- **Short exercise 1**
Reproduce the lines of the records that run from the line containing "Find the wood plank" through the line containing "M 46 330 L 57", substituting "timber board ceiling" for "wood plank ceiling" and leaving everything else unchanged.

- **Given text**

•••

# Proving/deriving first fundamental theorem of calc

1. May 6, 2013

### 1MileCrash

I know this is going to be atrociously bad, but I like to try to prove things.

$\frac{f(x+\Delta x) - f(x)}{ \Delta x} = \frac{\Delta y}{\Delta x}$

$=> f(x+\Delta x) - f(x) = \frac{\Delta y}{\Delta x} \Delta x$

$=> f(x+\Delta x) = \frac{\Delta y}{\Delta x} \Delta x + f(x)$

Now, express x as (x2 + delta x) and define f(x) in the same way we just defined f(x+deltax)

$=> f(x+\Delta x) = \frac{\Delta y}{\Delta x} \Delta x + \frac{\Delta y}{\Delta x} \Delta x + f(x2)$

We could now express x2 as (x3 + delta x) and define f(x2) in a similar way again.

$=> f(x+\Delta x) = \frac{\Delta y}{\Delta x} \Delta x + \frac{\Delta y}{\Delta x} \Delta x + \frac{\Delta y}{\Delta x} \Delta x + f(x3)$

(I should have subscripts or something similar, because these delta y/delta x's are not all the same thing, but bear with me :)

It is clear that repeating this process over and over becomes a sum of all delta x/ delta y

$=> f(x+\Delta x) = \sum \frac{\Delta y}{\Delta x} \Delta x$

If we take the limit of both sides as delta x approaches 0, the left side becomes f(x) and the right side becomes the definition of the integral.

$f(x) = \int f'(x) dx$

I know a lot of things are messed up about it, I think I need to name all my different x's and y's for starters, and I'm sure I said a lot of things that didn't make sense as well, but this is a 10 minute attempt.

Any input is appreciated.

Last edited by a moderator: May 8, 2013
2. May 6, 2013

### mathman

You have the general idea.

•••

- **The data**
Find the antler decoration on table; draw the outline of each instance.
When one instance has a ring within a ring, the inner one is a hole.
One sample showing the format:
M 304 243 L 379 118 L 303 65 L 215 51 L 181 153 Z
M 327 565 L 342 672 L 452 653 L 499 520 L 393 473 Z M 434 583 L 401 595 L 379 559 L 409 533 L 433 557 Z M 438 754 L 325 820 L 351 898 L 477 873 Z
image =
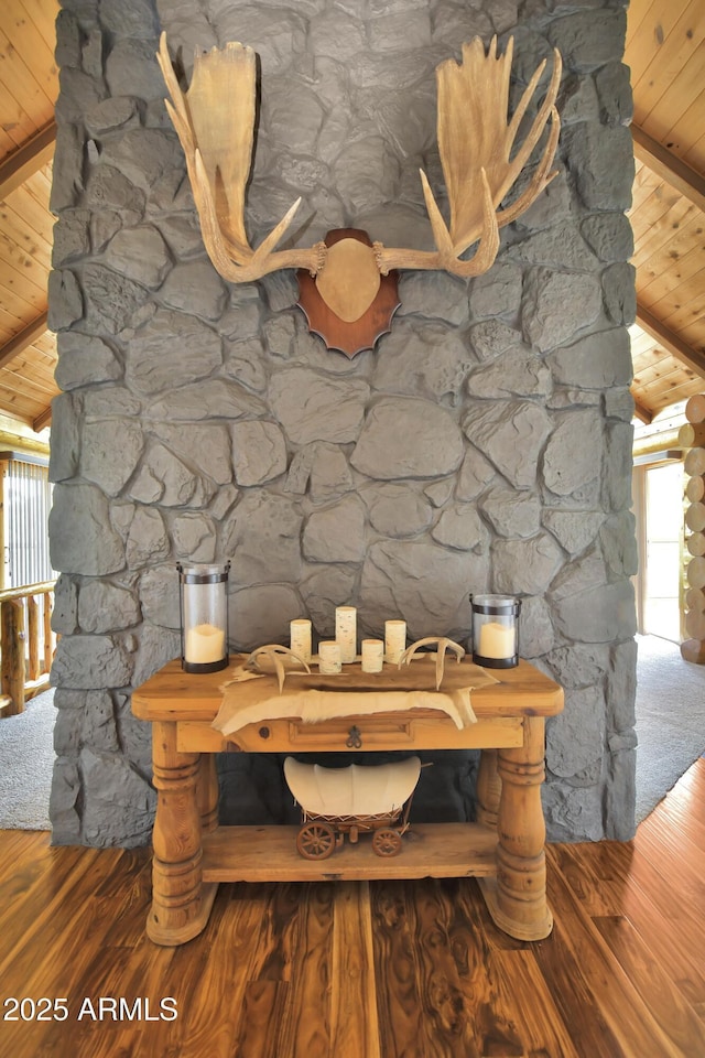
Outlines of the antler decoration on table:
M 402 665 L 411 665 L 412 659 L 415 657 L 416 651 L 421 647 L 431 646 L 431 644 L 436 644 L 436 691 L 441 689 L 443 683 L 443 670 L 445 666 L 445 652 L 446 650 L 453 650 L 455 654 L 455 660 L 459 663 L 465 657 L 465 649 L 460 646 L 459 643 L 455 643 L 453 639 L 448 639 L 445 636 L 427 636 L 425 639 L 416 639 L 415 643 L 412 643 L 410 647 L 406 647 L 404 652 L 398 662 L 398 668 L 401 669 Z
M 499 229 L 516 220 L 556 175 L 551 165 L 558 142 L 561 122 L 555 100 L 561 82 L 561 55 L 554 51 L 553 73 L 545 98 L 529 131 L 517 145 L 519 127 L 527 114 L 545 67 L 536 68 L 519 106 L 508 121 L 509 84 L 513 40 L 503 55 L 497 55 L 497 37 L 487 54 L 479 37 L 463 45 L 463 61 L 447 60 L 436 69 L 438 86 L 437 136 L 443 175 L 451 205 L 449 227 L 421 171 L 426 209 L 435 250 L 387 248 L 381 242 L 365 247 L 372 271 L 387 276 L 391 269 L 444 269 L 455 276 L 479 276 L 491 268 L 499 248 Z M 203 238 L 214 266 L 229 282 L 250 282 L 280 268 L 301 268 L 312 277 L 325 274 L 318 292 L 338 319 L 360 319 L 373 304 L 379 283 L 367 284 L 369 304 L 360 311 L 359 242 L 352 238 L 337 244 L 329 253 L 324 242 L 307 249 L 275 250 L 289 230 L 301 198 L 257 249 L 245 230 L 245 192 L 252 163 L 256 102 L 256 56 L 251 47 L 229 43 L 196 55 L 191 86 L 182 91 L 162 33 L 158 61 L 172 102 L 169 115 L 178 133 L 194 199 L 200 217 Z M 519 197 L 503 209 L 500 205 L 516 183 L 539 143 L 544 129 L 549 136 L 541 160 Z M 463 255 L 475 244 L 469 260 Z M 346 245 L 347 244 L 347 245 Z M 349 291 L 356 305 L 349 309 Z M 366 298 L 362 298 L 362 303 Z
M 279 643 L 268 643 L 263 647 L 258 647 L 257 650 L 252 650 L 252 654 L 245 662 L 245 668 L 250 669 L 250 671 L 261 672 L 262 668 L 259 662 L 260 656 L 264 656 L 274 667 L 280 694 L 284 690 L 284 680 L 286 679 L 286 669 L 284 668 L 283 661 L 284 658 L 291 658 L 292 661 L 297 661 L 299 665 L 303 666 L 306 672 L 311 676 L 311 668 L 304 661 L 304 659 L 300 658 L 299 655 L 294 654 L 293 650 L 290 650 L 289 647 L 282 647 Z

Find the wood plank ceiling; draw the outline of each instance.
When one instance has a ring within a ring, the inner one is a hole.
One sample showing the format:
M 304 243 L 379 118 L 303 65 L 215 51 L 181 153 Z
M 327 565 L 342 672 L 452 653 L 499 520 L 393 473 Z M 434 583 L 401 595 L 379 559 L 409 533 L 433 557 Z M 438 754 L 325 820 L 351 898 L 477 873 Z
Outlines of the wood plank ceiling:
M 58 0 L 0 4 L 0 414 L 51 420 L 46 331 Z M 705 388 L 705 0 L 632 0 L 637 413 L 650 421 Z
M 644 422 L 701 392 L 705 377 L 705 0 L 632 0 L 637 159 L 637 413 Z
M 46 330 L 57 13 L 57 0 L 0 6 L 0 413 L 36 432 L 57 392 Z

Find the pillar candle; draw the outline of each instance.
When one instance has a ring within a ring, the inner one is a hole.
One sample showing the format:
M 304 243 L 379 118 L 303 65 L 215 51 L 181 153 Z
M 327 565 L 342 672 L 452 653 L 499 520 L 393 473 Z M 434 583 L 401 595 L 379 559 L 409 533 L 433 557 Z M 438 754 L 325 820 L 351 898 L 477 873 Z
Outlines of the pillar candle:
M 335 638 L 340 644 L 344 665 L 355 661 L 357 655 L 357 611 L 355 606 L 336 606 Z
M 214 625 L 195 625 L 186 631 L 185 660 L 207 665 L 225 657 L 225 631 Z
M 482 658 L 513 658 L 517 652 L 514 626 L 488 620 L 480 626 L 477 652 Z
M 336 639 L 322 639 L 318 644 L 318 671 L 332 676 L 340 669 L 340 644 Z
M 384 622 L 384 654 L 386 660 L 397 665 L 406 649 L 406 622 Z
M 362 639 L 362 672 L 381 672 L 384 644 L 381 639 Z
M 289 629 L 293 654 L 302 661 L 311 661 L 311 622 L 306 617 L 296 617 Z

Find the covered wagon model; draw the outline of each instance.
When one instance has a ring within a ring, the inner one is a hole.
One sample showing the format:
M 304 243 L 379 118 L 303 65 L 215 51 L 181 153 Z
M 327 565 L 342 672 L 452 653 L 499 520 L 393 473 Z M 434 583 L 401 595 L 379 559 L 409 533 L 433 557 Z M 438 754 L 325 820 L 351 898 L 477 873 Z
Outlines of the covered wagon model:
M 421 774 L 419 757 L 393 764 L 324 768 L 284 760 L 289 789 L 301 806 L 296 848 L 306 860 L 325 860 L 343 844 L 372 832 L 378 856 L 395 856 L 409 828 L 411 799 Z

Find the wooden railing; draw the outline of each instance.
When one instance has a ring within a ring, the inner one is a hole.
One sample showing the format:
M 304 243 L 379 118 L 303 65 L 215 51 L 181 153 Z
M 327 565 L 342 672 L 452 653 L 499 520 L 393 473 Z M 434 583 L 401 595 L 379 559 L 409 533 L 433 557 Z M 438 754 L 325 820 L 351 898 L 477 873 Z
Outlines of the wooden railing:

•••

- **Short exercise 2**
In the forum thread on deriving the first fundamental theorem of calculus, how much time does the original poster say the attempt took?

- **Task answer 1**
Find the timber board ceiling; draw the outline of each instance.
When one instance has a ring within a ring, the inner one is a hole.
One sample showing the format:
M 304 243 L 379 118 L 303 65 L 215 51 L 181 153 Z
M 327 565 L 342 672 L 452 653 L 499 520 L 393 473 Z M 434 583 L 401 595 L 379 559 L 409 533 L 433 557 Z M 438 754 L 325 820 L 351 898 L 477 873 Z
Outlines of the timber board ceiling:
M 58 0 L 0 4 L 0 414 L 51 420 L 46 331 Z M 705 388 L 705 0 L 632 0 L 637 413 L 650 421 Z
M 644 422 L 701 392 L 705 377 L 705 0 L 632 0 L 637 159 L 637 413 Z
M 46 330 L 57 13 L 57 0 L 0 6 L 0 413 L 36 432 L 57 392 Z

- **Task answer 2**
The poster calls it a 10-minute attempt.